To do:
Whenever a line in the records below contains "sandstone", pick it out.

Record set:
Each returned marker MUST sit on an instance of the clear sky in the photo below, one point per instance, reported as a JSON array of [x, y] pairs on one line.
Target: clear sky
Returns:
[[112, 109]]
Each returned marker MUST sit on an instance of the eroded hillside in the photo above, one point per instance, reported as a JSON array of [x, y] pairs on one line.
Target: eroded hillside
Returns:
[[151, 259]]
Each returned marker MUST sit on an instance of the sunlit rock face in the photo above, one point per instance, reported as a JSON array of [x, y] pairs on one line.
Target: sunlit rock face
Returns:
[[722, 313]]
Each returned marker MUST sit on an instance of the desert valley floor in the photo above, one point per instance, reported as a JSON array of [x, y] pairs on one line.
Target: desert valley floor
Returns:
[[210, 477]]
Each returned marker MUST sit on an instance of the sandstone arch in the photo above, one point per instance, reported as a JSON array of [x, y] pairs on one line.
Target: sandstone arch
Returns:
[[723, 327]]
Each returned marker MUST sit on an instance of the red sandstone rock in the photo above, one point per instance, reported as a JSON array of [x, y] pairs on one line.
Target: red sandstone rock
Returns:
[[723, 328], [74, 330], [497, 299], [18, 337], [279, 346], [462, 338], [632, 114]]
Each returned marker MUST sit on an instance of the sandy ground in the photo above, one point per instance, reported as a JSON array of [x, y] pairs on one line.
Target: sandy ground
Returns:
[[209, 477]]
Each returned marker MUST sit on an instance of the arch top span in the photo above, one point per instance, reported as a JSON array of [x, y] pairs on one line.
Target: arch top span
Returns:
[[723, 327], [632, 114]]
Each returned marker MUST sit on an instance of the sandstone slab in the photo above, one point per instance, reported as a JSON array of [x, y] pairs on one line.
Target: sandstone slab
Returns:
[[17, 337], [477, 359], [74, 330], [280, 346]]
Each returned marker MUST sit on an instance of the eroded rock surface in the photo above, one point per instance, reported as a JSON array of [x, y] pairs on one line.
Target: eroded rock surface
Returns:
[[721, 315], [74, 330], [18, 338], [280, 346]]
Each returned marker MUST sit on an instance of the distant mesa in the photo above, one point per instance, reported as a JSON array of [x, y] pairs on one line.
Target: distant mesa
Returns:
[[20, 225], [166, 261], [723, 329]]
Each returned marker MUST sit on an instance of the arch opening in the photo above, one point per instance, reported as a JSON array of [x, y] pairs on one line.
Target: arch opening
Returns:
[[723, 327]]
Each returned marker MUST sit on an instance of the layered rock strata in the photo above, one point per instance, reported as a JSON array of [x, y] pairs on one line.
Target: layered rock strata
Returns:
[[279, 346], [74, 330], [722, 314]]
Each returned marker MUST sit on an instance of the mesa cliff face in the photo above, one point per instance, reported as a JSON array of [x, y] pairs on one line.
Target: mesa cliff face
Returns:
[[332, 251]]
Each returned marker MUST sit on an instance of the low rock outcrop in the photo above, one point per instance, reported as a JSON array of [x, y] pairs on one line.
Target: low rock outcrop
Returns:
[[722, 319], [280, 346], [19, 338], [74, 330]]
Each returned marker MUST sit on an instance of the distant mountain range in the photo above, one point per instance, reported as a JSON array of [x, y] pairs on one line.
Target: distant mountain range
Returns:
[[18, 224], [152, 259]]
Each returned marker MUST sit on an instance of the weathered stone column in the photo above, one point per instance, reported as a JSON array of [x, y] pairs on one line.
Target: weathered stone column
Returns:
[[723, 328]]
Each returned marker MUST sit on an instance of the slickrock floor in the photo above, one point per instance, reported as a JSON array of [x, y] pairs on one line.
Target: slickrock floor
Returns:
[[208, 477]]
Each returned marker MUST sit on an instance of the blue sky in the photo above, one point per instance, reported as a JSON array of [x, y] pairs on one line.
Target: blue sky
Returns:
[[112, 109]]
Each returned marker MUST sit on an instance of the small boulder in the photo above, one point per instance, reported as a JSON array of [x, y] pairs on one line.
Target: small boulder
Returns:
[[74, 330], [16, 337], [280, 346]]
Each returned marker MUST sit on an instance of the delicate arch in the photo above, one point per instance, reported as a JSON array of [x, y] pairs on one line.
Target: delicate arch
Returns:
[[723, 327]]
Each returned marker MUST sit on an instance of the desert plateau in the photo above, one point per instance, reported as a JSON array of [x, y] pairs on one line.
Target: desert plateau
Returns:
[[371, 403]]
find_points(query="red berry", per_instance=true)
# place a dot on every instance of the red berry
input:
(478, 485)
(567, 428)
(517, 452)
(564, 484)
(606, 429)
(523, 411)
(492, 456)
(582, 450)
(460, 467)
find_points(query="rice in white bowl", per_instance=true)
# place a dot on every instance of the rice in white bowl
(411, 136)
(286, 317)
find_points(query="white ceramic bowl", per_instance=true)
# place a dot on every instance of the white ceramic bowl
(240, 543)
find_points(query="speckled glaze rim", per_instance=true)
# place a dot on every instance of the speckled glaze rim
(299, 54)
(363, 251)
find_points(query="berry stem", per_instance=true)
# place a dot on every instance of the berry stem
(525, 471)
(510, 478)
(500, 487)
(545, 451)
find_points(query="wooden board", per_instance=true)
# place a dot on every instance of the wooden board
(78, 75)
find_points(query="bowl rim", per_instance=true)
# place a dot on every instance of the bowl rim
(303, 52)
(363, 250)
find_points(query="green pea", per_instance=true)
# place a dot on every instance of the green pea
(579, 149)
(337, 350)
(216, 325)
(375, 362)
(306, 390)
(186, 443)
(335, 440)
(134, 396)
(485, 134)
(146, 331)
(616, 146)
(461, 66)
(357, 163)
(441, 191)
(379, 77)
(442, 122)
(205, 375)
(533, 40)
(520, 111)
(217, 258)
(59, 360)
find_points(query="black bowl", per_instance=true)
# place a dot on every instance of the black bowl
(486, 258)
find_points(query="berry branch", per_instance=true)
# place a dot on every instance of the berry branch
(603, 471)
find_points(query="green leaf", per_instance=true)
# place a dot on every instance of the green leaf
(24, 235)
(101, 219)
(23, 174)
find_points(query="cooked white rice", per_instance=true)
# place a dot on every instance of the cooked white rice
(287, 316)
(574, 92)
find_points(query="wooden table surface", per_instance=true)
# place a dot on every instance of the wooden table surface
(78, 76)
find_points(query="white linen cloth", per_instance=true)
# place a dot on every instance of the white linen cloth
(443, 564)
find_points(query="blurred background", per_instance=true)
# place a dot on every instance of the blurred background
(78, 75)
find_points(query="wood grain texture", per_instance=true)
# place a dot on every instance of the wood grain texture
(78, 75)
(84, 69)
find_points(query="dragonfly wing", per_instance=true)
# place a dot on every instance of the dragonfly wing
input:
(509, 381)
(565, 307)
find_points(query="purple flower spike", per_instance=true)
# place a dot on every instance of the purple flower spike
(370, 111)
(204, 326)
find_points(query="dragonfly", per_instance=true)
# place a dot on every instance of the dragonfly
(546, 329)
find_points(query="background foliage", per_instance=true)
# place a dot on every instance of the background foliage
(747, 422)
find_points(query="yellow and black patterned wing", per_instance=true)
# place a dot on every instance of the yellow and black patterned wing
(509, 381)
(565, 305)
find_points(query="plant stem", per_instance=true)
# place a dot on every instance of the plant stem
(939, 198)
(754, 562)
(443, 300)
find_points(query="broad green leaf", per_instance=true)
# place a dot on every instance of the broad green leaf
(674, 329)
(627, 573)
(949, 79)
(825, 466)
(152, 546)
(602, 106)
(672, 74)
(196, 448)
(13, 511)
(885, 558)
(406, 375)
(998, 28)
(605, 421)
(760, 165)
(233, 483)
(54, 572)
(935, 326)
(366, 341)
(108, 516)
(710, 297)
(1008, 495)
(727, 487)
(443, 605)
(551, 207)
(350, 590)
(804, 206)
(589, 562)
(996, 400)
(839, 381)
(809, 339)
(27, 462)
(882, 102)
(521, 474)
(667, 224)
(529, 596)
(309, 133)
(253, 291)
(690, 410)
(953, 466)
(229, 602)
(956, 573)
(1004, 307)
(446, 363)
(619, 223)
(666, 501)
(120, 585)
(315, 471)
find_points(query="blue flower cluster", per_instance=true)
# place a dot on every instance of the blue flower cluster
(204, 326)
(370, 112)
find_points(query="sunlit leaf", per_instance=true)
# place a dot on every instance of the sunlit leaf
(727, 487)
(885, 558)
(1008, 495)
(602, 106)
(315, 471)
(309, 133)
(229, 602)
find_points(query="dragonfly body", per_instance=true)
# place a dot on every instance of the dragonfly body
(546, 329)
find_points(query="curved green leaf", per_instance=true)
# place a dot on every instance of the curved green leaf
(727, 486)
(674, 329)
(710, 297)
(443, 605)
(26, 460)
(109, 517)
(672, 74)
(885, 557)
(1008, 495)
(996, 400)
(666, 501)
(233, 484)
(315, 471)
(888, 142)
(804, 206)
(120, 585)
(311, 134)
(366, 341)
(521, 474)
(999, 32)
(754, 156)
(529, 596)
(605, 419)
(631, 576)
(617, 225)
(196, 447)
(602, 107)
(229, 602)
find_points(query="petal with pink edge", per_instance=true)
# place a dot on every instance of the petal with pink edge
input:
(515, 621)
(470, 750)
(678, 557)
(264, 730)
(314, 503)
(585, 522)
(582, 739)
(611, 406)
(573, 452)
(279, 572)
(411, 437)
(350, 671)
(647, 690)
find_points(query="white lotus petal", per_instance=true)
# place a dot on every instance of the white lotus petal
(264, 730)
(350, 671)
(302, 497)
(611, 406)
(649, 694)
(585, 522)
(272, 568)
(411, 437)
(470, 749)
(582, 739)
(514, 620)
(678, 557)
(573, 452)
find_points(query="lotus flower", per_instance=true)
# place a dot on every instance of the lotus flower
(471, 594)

Solved problem:
Each returned marker MUST sit on an instance of the sandstone arch in the photo above, one point per instance, reported as a JSON array of [x, y] pairs on one line.
Target: sandstone arch
Each returned marker MUST sit on an instance of the red sandstone rock in the photo above, one point per instance, reported as a JSON array of [x, y] pairs on one line.
Target: red sandstone rock
Each returned marker MUST sit on an instance of the sandstone slab in the photo above, one point per instance, reported as a JSON array of [x, y] pairs on one line.
Target: sandstone slab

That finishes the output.